- RECORDS FOR THIS EXERCISE -
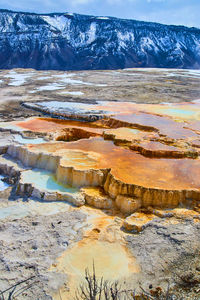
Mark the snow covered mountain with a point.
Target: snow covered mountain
(66, 41)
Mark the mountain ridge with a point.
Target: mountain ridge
(66, 41)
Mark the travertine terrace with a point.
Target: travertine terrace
(125, 163)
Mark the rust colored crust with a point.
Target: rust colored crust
(159, 150)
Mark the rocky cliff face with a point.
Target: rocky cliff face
(75, 42)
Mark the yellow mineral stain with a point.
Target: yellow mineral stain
(111, 258)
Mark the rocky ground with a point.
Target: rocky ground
(135, 85)
(30, 242)
(29, 246)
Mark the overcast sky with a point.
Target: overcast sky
(183, 12)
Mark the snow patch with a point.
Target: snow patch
(58, 22)
(3, 185)
(102, 18)
(72, 93)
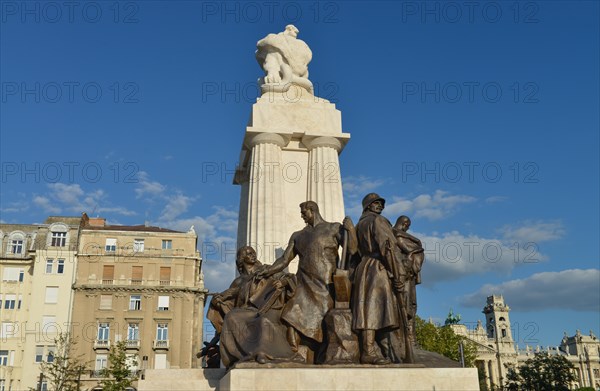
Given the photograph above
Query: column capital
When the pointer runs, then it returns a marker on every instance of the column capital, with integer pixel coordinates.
(267, 138)
(323, 141)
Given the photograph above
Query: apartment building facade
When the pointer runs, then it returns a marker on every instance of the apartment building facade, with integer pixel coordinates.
(37, 266)
(142, 285)
(497, 352)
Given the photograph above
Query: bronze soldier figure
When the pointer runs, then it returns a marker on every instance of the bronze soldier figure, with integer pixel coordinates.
(375, 308)
(414, 254)
(317, 248)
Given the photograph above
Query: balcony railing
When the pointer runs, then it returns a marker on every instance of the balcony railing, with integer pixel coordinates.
(162, 344)
(132, 343)
(96, 373)
(101, 344)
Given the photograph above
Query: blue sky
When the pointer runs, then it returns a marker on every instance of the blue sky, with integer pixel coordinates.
(479, 121)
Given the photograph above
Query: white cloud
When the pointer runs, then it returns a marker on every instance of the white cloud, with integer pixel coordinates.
(46, 205)
(534, 231)
(176, 205)
(432, 207)
(73, 199)
(359, 186)
(146, 187)
(495, 199)
(573, 289)
(451, 256)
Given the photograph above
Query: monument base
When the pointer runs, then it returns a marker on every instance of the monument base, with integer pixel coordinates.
(396, 378)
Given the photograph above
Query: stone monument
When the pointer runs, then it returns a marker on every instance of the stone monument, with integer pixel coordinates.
(289, 152)
(328, 321)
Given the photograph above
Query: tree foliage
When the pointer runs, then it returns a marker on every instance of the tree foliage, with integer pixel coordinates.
(118, 375)
(542, 372)
(443, 340)
(61, 371)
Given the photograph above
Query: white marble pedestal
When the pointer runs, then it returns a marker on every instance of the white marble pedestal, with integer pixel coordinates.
(289, 155)
(314, 378)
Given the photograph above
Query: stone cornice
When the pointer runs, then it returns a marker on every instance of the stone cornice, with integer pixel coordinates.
(140, 288)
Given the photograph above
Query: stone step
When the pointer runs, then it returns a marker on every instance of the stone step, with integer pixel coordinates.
(181, 379)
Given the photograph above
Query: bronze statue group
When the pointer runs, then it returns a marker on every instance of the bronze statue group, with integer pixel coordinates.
(357, 309)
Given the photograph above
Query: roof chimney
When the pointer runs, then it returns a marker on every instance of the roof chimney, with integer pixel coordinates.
(97, 222)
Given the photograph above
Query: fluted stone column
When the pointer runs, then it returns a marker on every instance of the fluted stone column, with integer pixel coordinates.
(324, 177)
(266, 220)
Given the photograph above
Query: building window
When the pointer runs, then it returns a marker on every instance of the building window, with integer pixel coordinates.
(133, 332)
(7, 330)
(163, 303)
(9, 302)
(135, 302)
(132, 361)
(101, 361)
(138, 245)
(16, 246)
(51, 294)
(49, 323)
(137, 273)
(3, 358)
(49, 266)
(111, 245)
(50, 356)
(165, 275)
(162, 332)
(108, 274)
(59, 239)
(12, 274)
(60, 269)
(105, 302)
(103, 332)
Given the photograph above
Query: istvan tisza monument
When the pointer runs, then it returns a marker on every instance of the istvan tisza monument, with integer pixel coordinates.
(319, 302)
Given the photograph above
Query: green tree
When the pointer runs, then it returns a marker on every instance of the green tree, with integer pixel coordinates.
(542, 372)
(61, 371)
(118, 375)
(443, 340)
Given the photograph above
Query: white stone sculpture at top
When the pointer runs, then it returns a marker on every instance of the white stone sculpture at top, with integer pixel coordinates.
(284, 58)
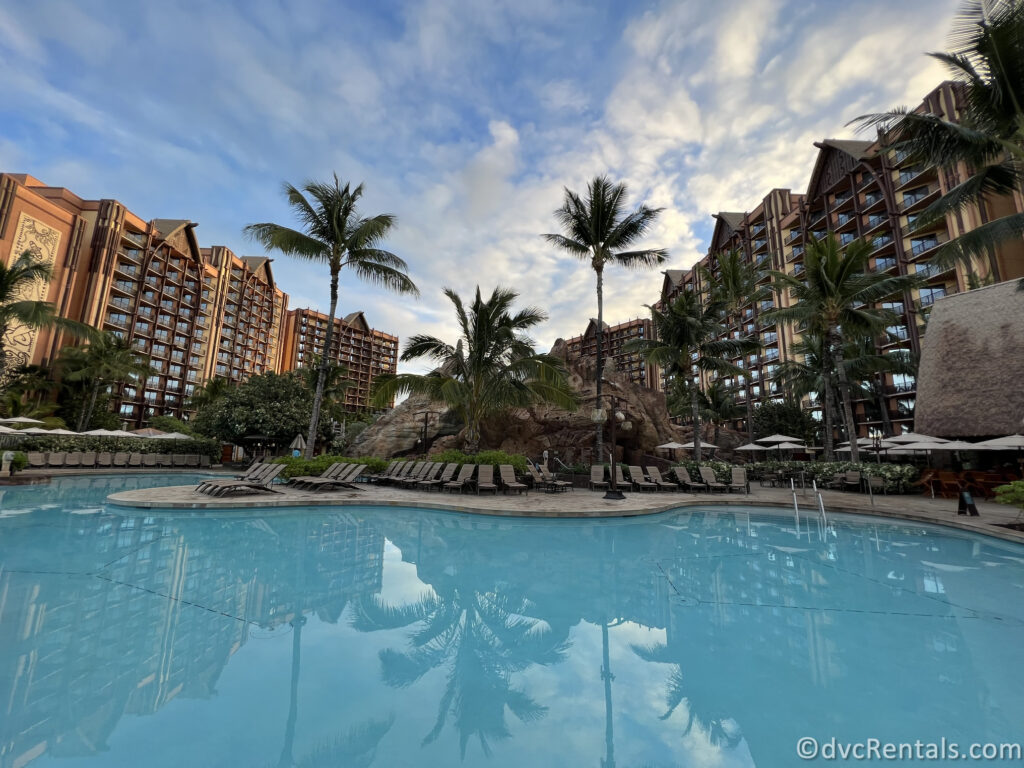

- WHAT YOU ARE ASKED TO DO -
All the records need to be retyped word for word, except for the pictures.

- TASK ANSWER -
Mark the snow covered mountain with a point.
Target: snow covered mountain
(66, 41)
Mark the mountain ridge with a point.
Target: mountain ridge
(66, 41)
Mark the travertine terrace with a point.
Target: travertine terrace
(125, 163)
Mark the rust colored crust with a point.
Target: rust colored crust
(159, 150)
Mark the rocky cliff face with a point.
Target: rocky cliff face
(75, 42)
Mark the yellow mineral stain with a point.
Target: yellow mineral stain
(111, 258)
Mark the rocky ground with a point.
Target: rocky ground
(135, 85)
(30, 242)
(29, 246)
Mark the overcast sky with a point.
Target: overcast sky
(183, 12)
Mark the snow patch with a point.
Target: snow patch
(58, 22)
(3, 185)
(102, 18)
(72, 93)
Given the photograph above
Query: column capital
When the pointer runs, then it returns a marker on every instance of the column capital, with integer pixel coordinates.
(267, 138)
(323, 141)
Given the photograph above
Query: apartment building facade
When the pointer runs, then it returns a marker on every instance of the apartment building facade, with integer pixel coordinates.
(37, 266)
(142, 285)
(497, 352)
Given the photograph above
Query: bronze soldier figure
When the pointer runs, then it returns a marker on every instance of the bronze soldier figure, with integer pixel coordinates.
(375, 308)
(414, 254)
(317, 248)
Given the photograph above
Query: balcony railing
When the pointer runs, then it returns a marker on every instance of the balcony railing, with integer pixel coordinates.
(162, 344)
(132, 343)
(96, 373)
(101, 344)
Given the photograph above
Query: blue sky
When the pointer runs, then it returns a marker on every instance of the blue sky, with integer pixel coordinates.
(479, 121)
Given the photograph above
Query: white cloud
When the pointer runs, then it returns a marker on every instance of the white cloud, with integer pixel coordinates.
(46, 205)
(534, 231)
(176, 205)
(432, 207)
(73, 199)
(359, 186)
(146, 187)
(495, 199)
(573, 289)
(451, 256)
Given the photograph above
Query: monument base
When the pointer runs, then it returns a marker on every instance of the monument base, with integer pixel coordinates.
(396, 378)
Given the photograph above
Query: stone monument
When the pointer runs, then it returns a marker on every instance of the stone monument, with integer pixel coordinates.
(289, 152)
(328, 321)
Given the photograph above
Query: tree foliage
When the pointer runs, then it returns a marker on every instance of the tree foliage, with integer pixel coordinates.
(118, 375)
(542, 372)
(443, 340)
(61, 371)
Given the photograph above
Query: white marble pedestal
When the pointer runs, then it returns a marker on every instance of the white marble pedestal, with integer pixel coordinates.
(289, 155)
(314, 378)
Given the photograph above
Query: stone cornice
When the pointer runs, then it returns a marker on every instance of the stone cornice, with integer pixel coordinates.
(140, 288)
Given the photograph above
Query: stone step
When the pointer runs, then it returns a marker on every instance of the stone step, with integer pixel coordinates.
(181, 379)
Given the photograph above
Query: bronze statue group
When the pointer runs, then it returns a marker on every instance of the bronze statue group, with integer pixel coordinates.
(357, 309)
Given the photograph above
Query: roof chimney
When the pointer runs, then it returns a marker on every instance of the roof chimney, with integer pixel coordinates.
(97, 222)
Given the photograph above
Query: fluted stone column
When the pointer runs, then it returns a marker on every instance of the fluted stone column, with integer pixel coordinates.
(324, 177)
(266, 220)
Given the photograph above
Query: building window
When the pointer runs, then it returns a marker on every instance of the building window, with integer pixel coordinates.
(133, 332)
(7, 330)
(163, 303)
(9, 302)
(135, 302)
(132, 361)
(101, 361)
(138, 245)
(16, 246)
(51, 294)
(49, 323)
(137, 273)
(3, 358)
(49, 266)
(111, 245)
(50, 356)
(165, 275)
(162, 332)
(108, 274)
(59, 239)
(12, 274)
(60, 269)
(105, 302)
(103, 332)
Given the photograph above
Query: istvan tisza monument
When the pointer runs, then it returns a marker on every instance of the istvan tisza monument, with integer pixel coordinates.
(319, 302)
Given the photograph above
Query: green tree
When the pointer runs, then it returns a marker on every instance of the green tree, with integer pixel coordinates.
(542, 372)
(61, 371)
(118, 375)
(443, 340)
Given the photograph above
Query: white stone sculpture at top
When the pointer runs, then it returns a marker on every instance of the white stone sculpture at top, with integer pixel coordinates.
(284, 58)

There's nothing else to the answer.